» **Material provided**
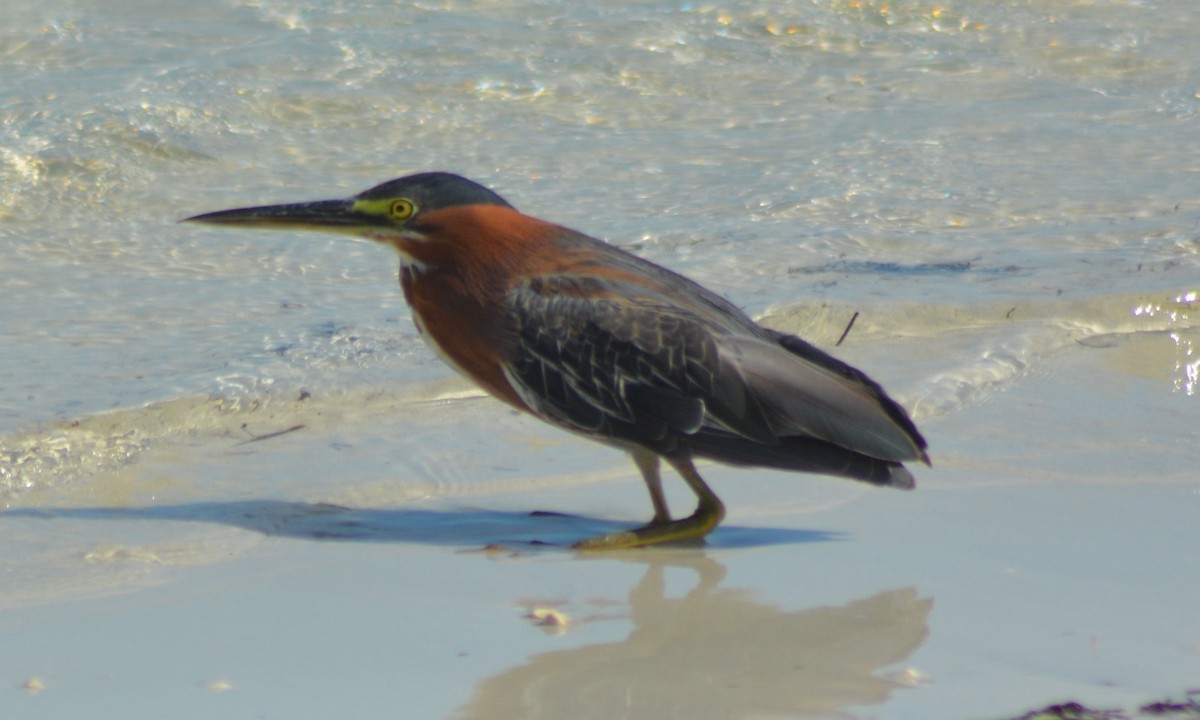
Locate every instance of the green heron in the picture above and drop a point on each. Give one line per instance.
(610, 346)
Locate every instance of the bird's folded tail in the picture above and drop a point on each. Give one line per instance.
(803, 455)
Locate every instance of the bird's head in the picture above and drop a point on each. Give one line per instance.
(390, 211)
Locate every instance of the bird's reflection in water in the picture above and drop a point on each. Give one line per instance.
(717, 653)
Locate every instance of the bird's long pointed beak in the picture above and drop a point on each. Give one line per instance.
(337, 216)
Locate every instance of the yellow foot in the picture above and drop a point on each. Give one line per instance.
(689, 528)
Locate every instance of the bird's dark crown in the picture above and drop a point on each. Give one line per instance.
(435, 191)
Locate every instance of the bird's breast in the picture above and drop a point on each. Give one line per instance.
(467, 331)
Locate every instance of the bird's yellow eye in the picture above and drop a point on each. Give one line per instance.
(401, 209)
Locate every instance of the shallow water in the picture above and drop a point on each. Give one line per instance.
(1003, 192)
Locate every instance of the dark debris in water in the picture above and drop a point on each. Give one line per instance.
(1167, 709)
(876, 268)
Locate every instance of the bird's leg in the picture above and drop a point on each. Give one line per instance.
(709, 510)
(648, 463)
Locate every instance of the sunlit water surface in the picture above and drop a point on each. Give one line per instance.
(997, 181)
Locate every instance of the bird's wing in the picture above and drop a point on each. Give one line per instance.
(809, 394)
(613, 359)
(619, 359)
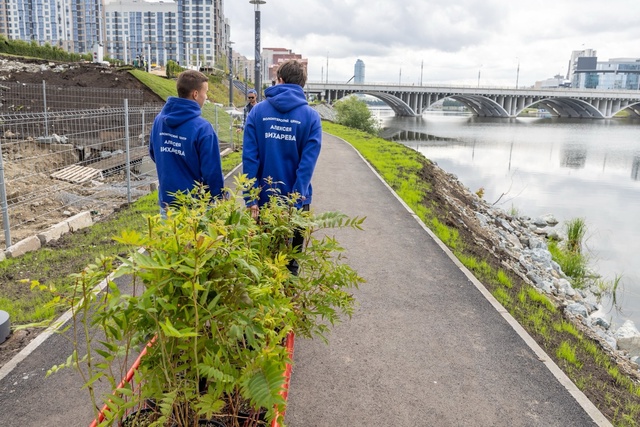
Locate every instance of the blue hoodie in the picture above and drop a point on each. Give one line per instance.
(282, 139)
(185, 149)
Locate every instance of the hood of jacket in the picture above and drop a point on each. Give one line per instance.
(285, 97)
(178, 110)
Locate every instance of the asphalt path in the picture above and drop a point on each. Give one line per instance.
(426, 346)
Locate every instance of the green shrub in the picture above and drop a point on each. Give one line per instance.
(354, 113)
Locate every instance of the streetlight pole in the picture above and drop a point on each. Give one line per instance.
(230, 74)
(258, 59)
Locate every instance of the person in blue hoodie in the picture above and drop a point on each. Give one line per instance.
(281, 145)
(282, 139)
(183, 144)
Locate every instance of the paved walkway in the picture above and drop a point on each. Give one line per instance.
(425, 347)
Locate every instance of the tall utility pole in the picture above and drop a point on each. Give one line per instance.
(327, 81)
(258, 59)
(230, 74)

» **What is expected**
Output exactly the line containing "Locate every instance of the streetlight" together with every line after it, ending at the final line of the entries.

» **Response**
Locate every instance of the streetlight pole in the picture above and drop a point on each. Give one line per instance.
(230, 74)
(258, 59)
Locate every instance of the person in blue hoodie in the picture above and drop a point on each. Give one line per instance.
(281, 145)
(282, 139)
(183, 144)
Locate every instance of the paved walkway in the picture above and drop a point on each. Give one line per instance.
(425, 347)
Locate every instance of the tall utility pole in the picture above and drop a point on each. Give one line per instance.
(327, 81)
(258, 59)
(230, 74)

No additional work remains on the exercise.